_WORK TO BE COMPLETED_. Lay out the lines from the one containing "the eyeglasses, then" through the last line as a Markdown table with the columns Row and Line text. Number each row and omit blank lines.

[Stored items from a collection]
○ ○ ○

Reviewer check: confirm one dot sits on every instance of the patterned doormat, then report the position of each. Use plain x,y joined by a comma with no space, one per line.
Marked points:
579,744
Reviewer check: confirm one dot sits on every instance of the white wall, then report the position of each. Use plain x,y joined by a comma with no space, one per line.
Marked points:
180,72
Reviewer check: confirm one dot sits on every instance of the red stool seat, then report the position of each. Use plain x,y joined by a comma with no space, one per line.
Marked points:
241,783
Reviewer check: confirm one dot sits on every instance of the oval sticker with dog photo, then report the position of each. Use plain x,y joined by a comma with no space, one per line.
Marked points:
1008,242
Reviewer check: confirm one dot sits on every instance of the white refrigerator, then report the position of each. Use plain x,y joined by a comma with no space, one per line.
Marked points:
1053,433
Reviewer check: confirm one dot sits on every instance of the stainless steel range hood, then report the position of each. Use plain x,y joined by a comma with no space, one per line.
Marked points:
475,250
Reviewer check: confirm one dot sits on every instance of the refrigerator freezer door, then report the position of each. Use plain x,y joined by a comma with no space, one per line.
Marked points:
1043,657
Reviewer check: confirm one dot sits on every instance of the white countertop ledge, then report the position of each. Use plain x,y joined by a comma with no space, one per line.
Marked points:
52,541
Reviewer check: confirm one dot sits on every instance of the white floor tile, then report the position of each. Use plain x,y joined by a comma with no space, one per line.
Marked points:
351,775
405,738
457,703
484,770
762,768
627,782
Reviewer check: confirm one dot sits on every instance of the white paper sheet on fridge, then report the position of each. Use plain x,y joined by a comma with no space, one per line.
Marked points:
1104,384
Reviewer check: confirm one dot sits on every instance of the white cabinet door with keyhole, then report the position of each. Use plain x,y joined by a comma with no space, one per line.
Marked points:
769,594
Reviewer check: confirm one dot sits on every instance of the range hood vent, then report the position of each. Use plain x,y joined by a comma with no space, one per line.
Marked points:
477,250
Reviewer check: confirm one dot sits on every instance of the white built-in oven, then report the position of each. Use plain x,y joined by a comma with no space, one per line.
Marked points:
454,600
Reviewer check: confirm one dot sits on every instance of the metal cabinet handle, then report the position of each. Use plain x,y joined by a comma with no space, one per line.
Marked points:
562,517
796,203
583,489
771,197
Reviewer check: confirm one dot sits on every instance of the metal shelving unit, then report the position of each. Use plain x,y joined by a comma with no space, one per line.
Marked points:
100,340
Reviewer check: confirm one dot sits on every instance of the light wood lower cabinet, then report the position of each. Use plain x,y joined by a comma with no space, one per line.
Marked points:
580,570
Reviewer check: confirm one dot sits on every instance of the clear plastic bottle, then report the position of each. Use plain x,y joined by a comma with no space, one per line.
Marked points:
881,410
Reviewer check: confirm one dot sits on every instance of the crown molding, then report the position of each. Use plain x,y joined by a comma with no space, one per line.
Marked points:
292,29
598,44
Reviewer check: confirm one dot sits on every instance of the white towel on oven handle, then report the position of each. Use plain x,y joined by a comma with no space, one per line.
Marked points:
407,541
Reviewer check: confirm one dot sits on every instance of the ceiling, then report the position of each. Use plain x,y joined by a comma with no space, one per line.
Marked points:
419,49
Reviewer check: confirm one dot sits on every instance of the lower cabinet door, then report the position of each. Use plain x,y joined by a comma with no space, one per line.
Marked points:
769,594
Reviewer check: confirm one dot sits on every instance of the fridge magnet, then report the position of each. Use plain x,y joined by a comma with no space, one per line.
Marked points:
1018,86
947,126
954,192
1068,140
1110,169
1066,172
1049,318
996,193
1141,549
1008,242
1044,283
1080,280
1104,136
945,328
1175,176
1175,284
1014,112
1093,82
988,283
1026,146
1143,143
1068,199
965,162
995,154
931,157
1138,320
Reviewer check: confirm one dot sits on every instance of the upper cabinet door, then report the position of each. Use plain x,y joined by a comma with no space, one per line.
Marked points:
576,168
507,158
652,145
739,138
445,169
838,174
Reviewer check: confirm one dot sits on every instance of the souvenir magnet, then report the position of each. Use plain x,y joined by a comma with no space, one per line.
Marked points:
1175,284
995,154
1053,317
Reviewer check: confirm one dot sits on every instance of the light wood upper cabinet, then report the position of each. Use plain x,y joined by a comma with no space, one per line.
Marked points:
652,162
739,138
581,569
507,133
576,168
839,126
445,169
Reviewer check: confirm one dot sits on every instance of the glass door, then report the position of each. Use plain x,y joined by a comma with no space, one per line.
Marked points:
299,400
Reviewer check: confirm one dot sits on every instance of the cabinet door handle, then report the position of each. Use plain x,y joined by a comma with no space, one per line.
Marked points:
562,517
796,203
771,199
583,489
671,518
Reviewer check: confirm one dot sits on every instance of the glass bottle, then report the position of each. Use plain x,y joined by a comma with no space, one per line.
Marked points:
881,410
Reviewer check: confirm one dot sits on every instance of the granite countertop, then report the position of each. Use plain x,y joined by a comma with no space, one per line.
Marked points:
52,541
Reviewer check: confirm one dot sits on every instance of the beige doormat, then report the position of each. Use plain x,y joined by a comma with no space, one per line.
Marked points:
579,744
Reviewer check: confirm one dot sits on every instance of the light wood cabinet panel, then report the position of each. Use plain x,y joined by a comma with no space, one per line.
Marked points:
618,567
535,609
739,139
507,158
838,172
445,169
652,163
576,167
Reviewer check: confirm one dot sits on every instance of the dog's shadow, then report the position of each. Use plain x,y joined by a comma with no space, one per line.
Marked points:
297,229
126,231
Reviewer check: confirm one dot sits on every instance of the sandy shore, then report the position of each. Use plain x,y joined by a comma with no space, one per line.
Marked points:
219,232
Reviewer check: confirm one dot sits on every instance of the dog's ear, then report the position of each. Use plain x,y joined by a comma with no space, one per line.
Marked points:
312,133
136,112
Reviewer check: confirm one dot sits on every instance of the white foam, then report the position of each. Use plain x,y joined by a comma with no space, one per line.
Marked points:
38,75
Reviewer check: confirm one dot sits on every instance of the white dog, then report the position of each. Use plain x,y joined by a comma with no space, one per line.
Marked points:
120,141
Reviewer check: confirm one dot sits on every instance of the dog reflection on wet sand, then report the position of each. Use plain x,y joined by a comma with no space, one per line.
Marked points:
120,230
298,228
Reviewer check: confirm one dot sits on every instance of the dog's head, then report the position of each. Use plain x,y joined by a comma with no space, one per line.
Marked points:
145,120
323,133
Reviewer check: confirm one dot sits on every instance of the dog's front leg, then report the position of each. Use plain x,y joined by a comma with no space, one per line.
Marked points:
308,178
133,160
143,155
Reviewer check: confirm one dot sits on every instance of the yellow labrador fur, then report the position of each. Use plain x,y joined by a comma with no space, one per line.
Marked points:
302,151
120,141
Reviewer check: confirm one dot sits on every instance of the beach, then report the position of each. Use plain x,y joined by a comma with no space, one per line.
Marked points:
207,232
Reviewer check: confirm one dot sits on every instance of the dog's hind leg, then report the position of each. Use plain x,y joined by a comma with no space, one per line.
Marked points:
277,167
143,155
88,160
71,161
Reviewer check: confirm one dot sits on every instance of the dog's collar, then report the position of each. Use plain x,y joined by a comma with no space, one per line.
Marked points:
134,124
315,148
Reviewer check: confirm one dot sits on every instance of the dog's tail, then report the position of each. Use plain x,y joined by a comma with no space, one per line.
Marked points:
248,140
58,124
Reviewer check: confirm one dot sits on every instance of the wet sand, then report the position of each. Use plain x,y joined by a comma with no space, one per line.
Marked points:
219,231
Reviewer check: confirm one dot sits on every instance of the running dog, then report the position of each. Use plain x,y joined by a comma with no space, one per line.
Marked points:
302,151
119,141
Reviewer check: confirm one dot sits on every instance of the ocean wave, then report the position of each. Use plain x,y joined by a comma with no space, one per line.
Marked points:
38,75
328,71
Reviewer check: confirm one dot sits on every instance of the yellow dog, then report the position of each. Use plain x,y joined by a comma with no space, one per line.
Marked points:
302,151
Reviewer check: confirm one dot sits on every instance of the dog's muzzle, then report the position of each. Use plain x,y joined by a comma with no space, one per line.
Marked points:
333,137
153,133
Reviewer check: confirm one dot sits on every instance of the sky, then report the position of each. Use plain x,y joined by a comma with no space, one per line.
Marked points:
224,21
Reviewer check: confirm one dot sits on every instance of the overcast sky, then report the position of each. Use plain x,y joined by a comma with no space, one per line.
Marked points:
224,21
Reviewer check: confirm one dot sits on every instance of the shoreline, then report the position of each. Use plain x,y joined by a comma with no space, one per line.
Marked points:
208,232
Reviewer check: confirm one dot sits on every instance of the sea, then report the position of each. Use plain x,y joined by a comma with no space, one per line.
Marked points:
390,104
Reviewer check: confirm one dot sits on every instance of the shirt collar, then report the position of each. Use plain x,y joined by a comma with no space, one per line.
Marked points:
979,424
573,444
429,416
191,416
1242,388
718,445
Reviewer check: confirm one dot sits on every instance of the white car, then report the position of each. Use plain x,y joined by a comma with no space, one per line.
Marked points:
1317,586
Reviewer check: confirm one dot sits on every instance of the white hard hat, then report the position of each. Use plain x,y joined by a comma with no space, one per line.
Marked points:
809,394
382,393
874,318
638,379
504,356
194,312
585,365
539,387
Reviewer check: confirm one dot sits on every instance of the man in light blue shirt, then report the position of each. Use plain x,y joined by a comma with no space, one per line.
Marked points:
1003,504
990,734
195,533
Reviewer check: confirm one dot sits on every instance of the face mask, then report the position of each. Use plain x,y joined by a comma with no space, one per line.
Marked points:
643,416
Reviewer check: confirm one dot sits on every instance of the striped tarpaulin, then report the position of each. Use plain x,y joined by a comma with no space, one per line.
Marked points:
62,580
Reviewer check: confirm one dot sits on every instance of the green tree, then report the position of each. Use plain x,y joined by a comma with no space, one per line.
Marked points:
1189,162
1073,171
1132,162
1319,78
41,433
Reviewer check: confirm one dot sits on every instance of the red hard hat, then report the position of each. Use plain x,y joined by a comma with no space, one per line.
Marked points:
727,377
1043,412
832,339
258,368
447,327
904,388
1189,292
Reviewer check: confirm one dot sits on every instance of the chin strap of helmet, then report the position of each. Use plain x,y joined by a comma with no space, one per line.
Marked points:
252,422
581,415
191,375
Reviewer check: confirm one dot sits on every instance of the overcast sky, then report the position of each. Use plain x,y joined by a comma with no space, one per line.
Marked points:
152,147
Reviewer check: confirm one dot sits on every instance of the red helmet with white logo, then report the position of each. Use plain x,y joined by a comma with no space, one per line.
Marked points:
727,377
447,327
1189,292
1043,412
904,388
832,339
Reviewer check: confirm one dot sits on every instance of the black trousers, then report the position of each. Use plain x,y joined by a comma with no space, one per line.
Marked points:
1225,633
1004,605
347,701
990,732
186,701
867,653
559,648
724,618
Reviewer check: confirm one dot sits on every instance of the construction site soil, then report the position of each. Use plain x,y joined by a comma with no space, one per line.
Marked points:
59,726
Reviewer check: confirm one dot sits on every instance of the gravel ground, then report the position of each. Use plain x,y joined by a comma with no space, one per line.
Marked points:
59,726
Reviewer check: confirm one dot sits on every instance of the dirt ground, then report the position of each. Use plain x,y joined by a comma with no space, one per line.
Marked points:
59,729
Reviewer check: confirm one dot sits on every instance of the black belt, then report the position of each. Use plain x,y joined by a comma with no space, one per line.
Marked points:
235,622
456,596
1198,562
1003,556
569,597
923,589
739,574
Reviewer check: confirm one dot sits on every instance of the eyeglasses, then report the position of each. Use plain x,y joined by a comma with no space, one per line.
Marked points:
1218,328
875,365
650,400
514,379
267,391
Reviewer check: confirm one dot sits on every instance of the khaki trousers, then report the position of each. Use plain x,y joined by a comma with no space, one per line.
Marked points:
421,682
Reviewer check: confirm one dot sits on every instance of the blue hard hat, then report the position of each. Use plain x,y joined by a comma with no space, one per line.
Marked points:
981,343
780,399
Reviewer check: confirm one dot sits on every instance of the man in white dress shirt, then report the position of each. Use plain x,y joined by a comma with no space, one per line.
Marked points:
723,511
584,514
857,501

○ ○ ○

_OUTPUT OF THE TASK_.
| Row | Line text |
|---|---|
| 1 | Reviewer check: confirm one dot sits on every instance of the eyeglasses, then report the position of each. Use plain x,y joined by a comma with no space, one per line. |
| 2 | Marked points: |
| 3 | 1218,328 |
| 4 | 875,365 |
| 5 | 650,400 |
| 6 | 514,379 |
| 7 | 267,391 |
| 8 | Reviewer check: confirm one dot sits on every instance of the khaki trousers, then report the position of each. Use plain x,y joined by a comma with no space, one per line. |
| 9 | Marked points: |
| 10 | 421,682 |
| 11 | Reviewer check: confirm one dot sits on every instance of the blue hard hat, then report the position of each. Use plain x,y joined by a comma with no space, one per line. |
| 12 | Marked points: |
| 13 | 981,343 |
| 14 | 780,399 |
| 15 | Reviewer check: confirm one dot sits on every instance of the man in white dress shirt, then report the position of each. Use plain x,y joined by a comma with no space, one per line. |
| 16 | Marked points: |
| 17 | 723,511 |
| 18 | 584,514 |
| 19 | 857,501 |